Leestekst:
== == ==

NTFR 2008/1627 - (Fiscale) flexibiliteit voor ondernemers gezocht

NTFR 2008/1627 - (Fiscale) flexibiliteit voor ondernemers gezocht

mdSM
mr. dr. S.J. Mol-Ververmr.dr. S.J. Mol-Verver is verbonden aan de faculteit der rechtsgeleerdheid van de Universiteit van Amsterdam, het Amsterdam Centre for Tax Law allsmede aan Loyens&Loeff N.V.
Bijgewerkt tot 28 augustus 2008

Op 14 april jl. gaf staatssecretaris De Jager een gastcollege waarin hij zijn toekomstplannen ontvouwde m.b.t. de Wet schenk- en erfbelasting. Deze Opinie gaat niet over deze laatste moderniseringsplannen, maar wel over een opmerking die hij tijdens dit gastcollege plaatste. De herziening van de Successiewet vormt naar zijn zeggen het sluitstuk van de grootscheepse moderniseringsoperatie die met de invoering van de Wet IB 2001 is gestart.1 Hiermee lijkt de weg voorlopig dus afgesneden voor (overige) omvangrijke aanpassingen in de belastingwetgeving. In deze Opinie zou ik desondanks willen pleiten voor een debat en nader onderzoek naar de wenselijkheid van een fundamentele herziening van de winstbelasting. Centraal punt in deze discussie zou naar mijn mening het gebrek aan rechtsvormneutraliteit moeten zijn.

Kort gesteld wordt de huidige fiscaal ongelijke behandeling van ondernemingswinsten veroorzaakt door het naast elkaar bestaan van een tweetal heffingssystemen. Box 1 van de Wet IB 2001 voor particuliere ondernemingen en de Wet VPB 1969 voor lichamen. Welk heffingstelsel in een concrete situatie van toepassing is, wordt bepaald door de rechtsvorm van de onderneming.

== == ==

Aangeleverde gegevens:
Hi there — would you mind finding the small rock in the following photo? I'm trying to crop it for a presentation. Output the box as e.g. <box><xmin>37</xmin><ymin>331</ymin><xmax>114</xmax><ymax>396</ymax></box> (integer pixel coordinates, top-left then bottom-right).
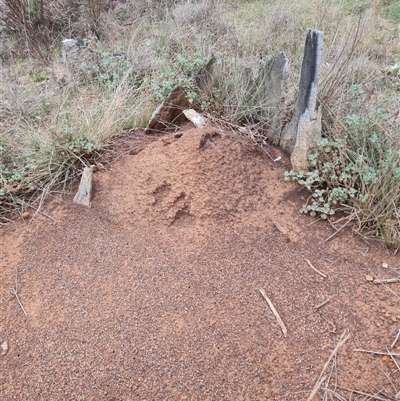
<box><xmin>0</xmin><ymin>341</ymin><xmax>8</xmax><ymax>355</ymax></box>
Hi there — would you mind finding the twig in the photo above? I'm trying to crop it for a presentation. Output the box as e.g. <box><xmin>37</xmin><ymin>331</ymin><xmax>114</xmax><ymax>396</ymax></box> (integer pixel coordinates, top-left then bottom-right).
<box><xmin>390</xmin><ymin>329</ymin><xmax>400</xmax><ymax>348</ymax></box>
<box><xmin>386</xmin><ymin>348</ymin><xmax>400</xmax><ymax>372</ymax></box>
<box><xmin>307</xmin><ymin>330</ymin><xmax>350</xmax><ymax>401</ymax></box>
<box><xmin>353</xmin><ymin>349</ymin><xmax>400</xmax><ymax>356</ymax></box>
<box><xmin>338</xmin><ymin>386</ymin><xmax>396</xmax><ymax>401</ymax></box>
<box><xmin>306</xmin><ymin>217</ymin><xmax>322</xmax><ymax>227</ymax></box>
<box><xmin>325</xmin><ymin>213</ymin><xmax>353</xmax><ymax>242</ymax></box>
<box><xmin>10</xmin><ymin>269</ymin><xmax>28</xmax><ymax>316</ymax></box>
<box><xmin>304</xmin><ymin>259</ymin><xmax>328</xmax><ymax>278</ymax></box>
<box><xmin>314</xmin><ymin>297</ymin><xmax>333</xmax><ymax>309</ymax></box>
<box><xmin>373</xmin><ymin>278</ymin><xmax>400</xmax><ymax>284</ymax></box>
<box><xmin>260</xmin><ymin>289</ymin><xmax>287</xmax><ymax>338</ymax></box>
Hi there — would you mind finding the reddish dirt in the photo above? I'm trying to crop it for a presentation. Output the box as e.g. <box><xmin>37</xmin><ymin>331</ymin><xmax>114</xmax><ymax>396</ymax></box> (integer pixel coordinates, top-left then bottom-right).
<box><xmin>0</xmin><ymin>128</ymin><xmax>400</xmax><ymax>401</ymax></box>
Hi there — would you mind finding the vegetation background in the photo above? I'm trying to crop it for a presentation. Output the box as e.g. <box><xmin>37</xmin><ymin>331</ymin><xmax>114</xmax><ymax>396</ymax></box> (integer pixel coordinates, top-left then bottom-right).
<box><xmin>0</xmin><ymin>0</ymin><xmax>400</xmax><ymax>249</ymax></box>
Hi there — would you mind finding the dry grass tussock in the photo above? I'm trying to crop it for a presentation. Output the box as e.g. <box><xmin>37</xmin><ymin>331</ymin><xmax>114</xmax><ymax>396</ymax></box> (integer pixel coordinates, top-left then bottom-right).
<box><xmin>0</xmin><ymin>0</ymin><xmax>400</xmax><ymax>247</ymax></box>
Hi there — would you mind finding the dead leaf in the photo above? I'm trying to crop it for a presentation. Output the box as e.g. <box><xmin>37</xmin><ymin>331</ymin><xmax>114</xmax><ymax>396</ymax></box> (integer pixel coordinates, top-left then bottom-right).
<box><xmin>0</xmin><ymin>341</ymin><xmax>8</xmax><ymax>355</ymax></box>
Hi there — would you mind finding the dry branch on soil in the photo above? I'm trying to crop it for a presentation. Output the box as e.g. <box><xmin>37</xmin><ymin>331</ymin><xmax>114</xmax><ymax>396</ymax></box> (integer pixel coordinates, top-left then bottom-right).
<box><xmin>260</xmin><ymin>289</ymin><xmax>287</xmax><ymax>338</ymax></box>
<box><xmin>304</xmin><ymin>259</ymin><xmax>328</xmax><ymax>278</ymax></box>
<box><xmin>307</xmin><ymin>330</ymin><xmax>350</xmax><ymax>401</ymax></box>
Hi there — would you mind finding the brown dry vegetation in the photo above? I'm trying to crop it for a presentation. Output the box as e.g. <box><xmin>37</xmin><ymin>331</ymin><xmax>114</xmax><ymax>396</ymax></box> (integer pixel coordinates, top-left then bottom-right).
<box><xmin>0</xmin><ymin>0</ymin><xmax>400</xmax><ymax>400</ymax></box>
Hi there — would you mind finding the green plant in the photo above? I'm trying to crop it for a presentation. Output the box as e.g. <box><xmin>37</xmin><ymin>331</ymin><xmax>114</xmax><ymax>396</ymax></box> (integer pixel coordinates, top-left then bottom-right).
<box><xmin>285</xmin><ymin>85</ymin><xmax>400</xmax><ymax>248</ymax></box>
<box><xmin>151</xmin><ymin>52</ymin><xmax>208</xmax><ymax>102</ymax></box>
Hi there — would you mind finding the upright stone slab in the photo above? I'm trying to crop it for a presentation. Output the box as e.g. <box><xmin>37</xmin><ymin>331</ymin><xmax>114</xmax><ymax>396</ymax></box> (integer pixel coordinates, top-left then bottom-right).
<box><xmin>246</xmin><ymin>52</ymin><xmax>289</xmax><ymax>145</ymax></box>
<box><xmin>254</xmin><ymin>52</ymin><xmax>289</xmax><ymax>107</ymax></box>
<box><xmin>146</xmin><ymin>86</ymin><xmax>190</xmax><ymax>133</ymax></box>
<box><xmin>280</xmin><ymin>29</ymin><xmax>323</xmax><ymax>171</ymax></box>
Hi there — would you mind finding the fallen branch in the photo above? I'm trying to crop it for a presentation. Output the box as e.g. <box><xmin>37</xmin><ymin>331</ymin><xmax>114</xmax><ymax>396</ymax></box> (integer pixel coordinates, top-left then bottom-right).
<box><xmin>386</xmin><ymin>348</ymin><xmax>400</xmax><ymax>372</ymax></box>
<box><xmin>260</xmin><ymin>289</ymin><xmax>287</xmax><ymax>338</ymax></box>
<box><xmin>307</xmin><ymin>330</ymin><xmax>350</xmax><ymax>401</ymax></box>
<box><xmin>373</xmin><ymin>278</ymin><xmax>400</xmax><ymax>284</ymax></box>
<box><xmin>337</xmin><ymin>386</ymin><xmax>395</xmax><ymax>401</ymax></box>
<box><xmin>325</xmin><ymin>213</ymin><xmax>355</xmax><ymax>242</ymax></box>
<box><xmin>314</xmin><ymin>297</ymin><xmax>333</xmax><ymax>309</ymax></box>
<box><xmin>390</xmin><ymin>329</ymin><xmax>400</xmax><ymax>348</ymax></box>
<box><xmin>10</xmin><ymin>269</ymin><xmax>28</xmax><ymax>316</ymax></box>
<box><xmin>304</xmin><ymin>259</ymin><xmax>328</xmax><ymax>278</ymax></box>
<box><xmin>353</xmin><ymin>349</ymin><xmax>400</xmax><ymax>356</ymax></box>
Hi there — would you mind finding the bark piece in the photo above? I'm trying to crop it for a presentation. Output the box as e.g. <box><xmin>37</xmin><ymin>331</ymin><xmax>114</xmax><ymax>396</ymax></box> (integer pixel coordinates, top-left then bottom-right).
<box><xmin>183</xmin><ymin>109</ymin><xmax>206</xmax><ymax>128</ymax></box>
<box><xmin>74</xmin><ymin>166</ymin><xmax>93</xmax><ymax>207</ymax></box>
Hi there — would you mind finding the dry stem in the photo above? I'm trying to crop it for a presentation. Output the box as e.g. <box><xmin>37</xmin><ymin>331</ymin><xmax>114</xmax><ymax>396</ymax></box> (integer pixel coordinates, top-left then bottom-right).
<box><xmin>10</xmin><ymin>269</ymin><xmax>28</xmax><ymax>316</ymax></box>
<box><xmin>260</xmin><ymin>289</ymin><xmax>287</xmax><ymax>338</ymax></box>
<box><xmin>304</xmin><ymin>259</ymin><xmax>328</xmax><ymax>278</ymax></box>
<box><xmin>307</xmin><ymin>330</ymin><xmax>350</xmax><ymax>401</ymax></box>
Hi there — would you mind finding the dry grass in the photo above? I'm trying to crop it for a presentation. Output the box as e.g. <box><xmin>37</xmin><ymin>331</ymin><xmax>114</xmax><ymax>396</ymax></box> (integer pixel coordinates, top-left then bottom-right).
<box><xmin>0</xmin><ymin>0</ymin><xmax>400</xmax><ymax>246</ymax></box>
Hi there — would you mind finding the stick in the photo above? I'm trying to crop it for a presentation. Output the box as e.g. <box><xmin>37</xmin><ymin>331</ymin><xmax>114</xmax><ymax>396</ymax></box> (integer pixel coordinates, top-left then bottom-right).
<box><xmin>373</xmin><ymin>278</ymin><xmax>400</xmax><ymax>284</ymax></box>
<box><xmin>386</xmin><ymin>348</ymin><xmax>400</xmax><ymax>372</ymax></box>
<box><xmin>325</xmin><ymin>215</ymin><xmax>353</xmax><ymax>242</ymax></box>
<box><xmin>314</xmin><ymin>298</ymin><xmax>332</xmax><ymax>309</ymax></box>
<box><xmin>304</xmin><ymin>259</ymin><xmax>328</xmax><ymax>278</ymax></box>
<box><xmin>307</xmin><ymin>330</ymin><xmax>350</xmax><ymax>401</ymax></box>
<box><xmin>260</xmin><ymin>289</ymin><xmax>287</xmax><ymax>338</ymax></box>
<box><xmin>390</xmin><ymin>329</ymin><xmax>400</xmax><ymax>348</ymax></box>
<box><xmin>338</xmin><ymin>386</ymin><xmax>394</xmax><ymax>401</ymax></box>
<box><xmin>10</xmin><ymin>269</ymin><xmax>28</xmax><ymax>316</ymax></box>
<box><xmin>353</xmin><ymin>349</ymin><xmax>400</xmax><ymax>356</ymax></box>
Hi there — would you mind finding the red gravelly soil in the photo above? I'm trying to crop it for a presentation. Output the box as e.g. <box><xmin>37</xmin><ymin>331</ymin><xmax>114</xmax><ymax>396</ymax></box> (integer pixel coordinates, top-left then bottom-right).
<box><xmin>0</xmin><ymin>128</ymin><xmax>400</xmax><ymax>401</ymax></box>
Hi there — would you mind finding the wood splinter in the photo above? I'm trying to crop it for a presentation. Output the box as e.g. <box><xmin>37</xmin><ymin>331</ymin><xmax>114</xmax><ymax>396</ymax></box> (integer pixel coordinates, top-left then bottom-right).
<box><xmin>304</xmin><ymin>259</ymin><xmax>328</xmax><ymax>278</ymax></box>
<box><xmin>373</xmin><ymin>278</ymin><xmax>400</xmax><ymax>284</ymax></box>
<box><xmin>74</xmin><ymin>166</ymin><xmax>94</xmax><ymax>207</ymax></box>
<box><xmin>260</xmin><ymin>289</ymin><xmax>287</xmax><ymax>338</ymax></box>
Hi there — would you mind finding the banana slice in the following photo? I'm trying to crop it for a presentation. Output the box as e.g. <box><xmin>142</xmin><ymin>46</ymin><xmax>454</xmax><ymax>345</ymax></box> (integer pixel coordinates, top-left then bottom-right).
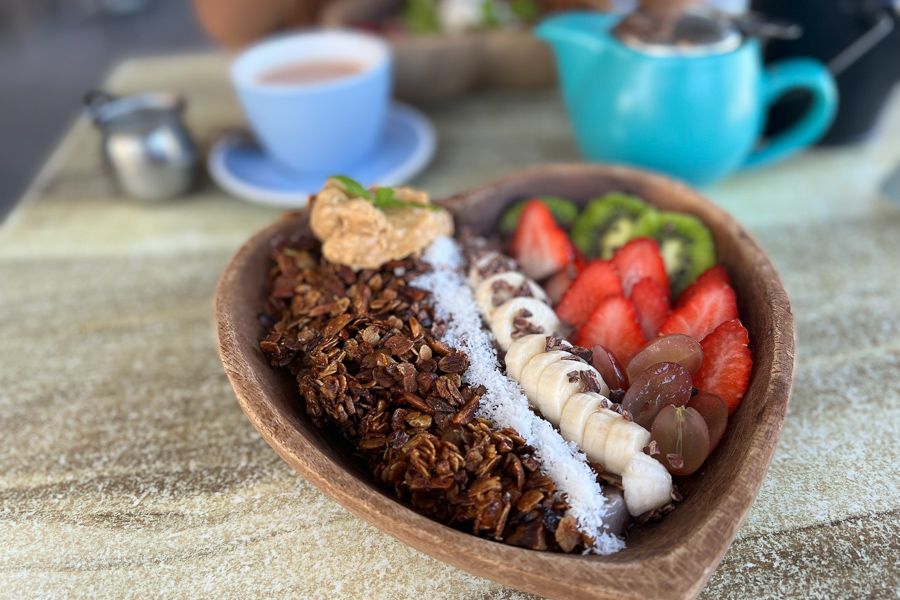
<box><xmin>491</xmin><ymin>298</ymin><xmax>560</xmax><ymax>350</ymax></box>
<box><xmin>559</xmin><ymin>392</ymin><xmax>609</xmax><ymax>447</ymax></box>
<box><xmin>475</xmin><ymin>271</ymin><xmax>548</xmax><ymax>321</ymax></box>
<box><xmin>581</xmin><ymin>408</ymin><xmax>622</xmax><ymax>468</ymax></box>
<box><xmin>622</xmin><ymin>452</ymin><xmax>672</xmax><ymax>517</ymax></box>
<box><xmin>469</xmin><ymin>250</ymin><xmax>516</xmax><ymax>289</ymax></box>
<box><xmin>535</xmin><ymin>359</ymin><xmax>609</xmax><ymax>424</ymax></box>
<box><xmin>504</xmin><ymin>333</ymin><xmax>547</xmax><ymax>381</ymax></box>
<box><xmin>601</xmin><ymin>415</ymin><xmax>650</xmax><ymax>475</ymax></box>
<box><xmin>519</xmin><ymin>350</ymin><xmax>573</xmax><ymax>406</ymax></box>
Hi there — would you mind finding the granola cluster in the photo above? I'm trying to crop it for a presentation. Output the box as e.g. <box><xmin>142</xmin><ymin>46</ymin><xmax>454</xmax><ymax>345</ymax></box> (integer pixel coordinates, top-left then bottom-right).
<box><xmin>260</xmin><ymin>237</ymin><xmax>584</xmax><ymax>552</ymax></box>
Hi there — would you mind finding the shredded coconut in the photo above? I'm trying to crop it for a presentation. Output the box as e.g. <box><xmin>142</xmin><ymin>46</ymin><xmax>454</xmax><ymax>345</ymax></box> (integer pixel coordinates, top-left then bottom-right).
<box><xmin>412</xmin><ymin>237</ymin><xmax>625</xmax><ymax>554</ymax></box>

== == ==

De opdrachten:
**a.** Vervang in de leestekst, in alles vanaf "Op 14 april" tot en met "rechtsvormneutraliteit moeten zijn.", elk "Opinie" door "bijdrage" en geef dat gedeelte daarna opnieuw weer.
**b.** Wat bepaalt volgens de leestekst welk heffingstelsel in een concrete situatie van toepassing is?
**c.** Zet de leestekst over de fiscale behandeling van ondernemingswinsten voort vanaf het punt waar die ophoudt.
Het materiaal speelt hierbij geen enkele rol.

Antwoorden:
**a.**
Op 14 april jl. gaf staatssecretaris De Jager een gastcollege waarin hij zijn toekomstplannen ontvouwde m.b.t. de Wet schenk- en erfbelasting. Deze bijdrage gaat niet over deze laatste moderniseringsplannen, maar wel over een opmerking die hij tijdens dit gastcollege plaatste. De herziening van de Successiewet vormt naar zijn zeggen het sluitstuk van de grootscheepse moderniseringsoperatie die met de invoering van de Wet IB 2001 is gestart.1 Hiermee lijkt de weg voorlopig dus afgesneden voor (overige) omvangrijke aanpassingen in de belastingwetgeving. In deze bijdrage zou ik desondanks willen pleiten voor een debat en nader onderzoek naar de wenselijkheid van een fundamentele herziening van de winstbelasting. Centraal punt in deze discussie zou naar mijn mening het gebrek aan rechtsvormneutraliteit moeten zijn.

**b.** De rechtsvorm van de onderneming.

**c.**
In mijn onlangs verschenen proefschrift2 heb ik de vraag of het huidige gemis aan rechtsvormneutraliteit onwenselijke gevolgen veroorzaakt en aanpassing van de fiscale wetgeving wenselijk is, bevestigend beantwoord. Voor een overzicht van mijn argumenten verwijs ik naar mijn proefschrift. Op deze plek volsta ik met het volgende voorbeeld.

Wenselijkheid van een rechtsvormneutraal winstbelastingstelsel, een voorbeeld

Op dit moment wordt door de civiele wetgever hard gewerkt aan een grootscheepse aanpassing van het ondernemingsrecht. Belangrijke initiatieven in dit verband zijn; de flexibilisering van het bv-recht alsmede de op handen zijnde invoering van Titel 7.13 (personenvennootschappen) van het Burgerlijk Wetboek3.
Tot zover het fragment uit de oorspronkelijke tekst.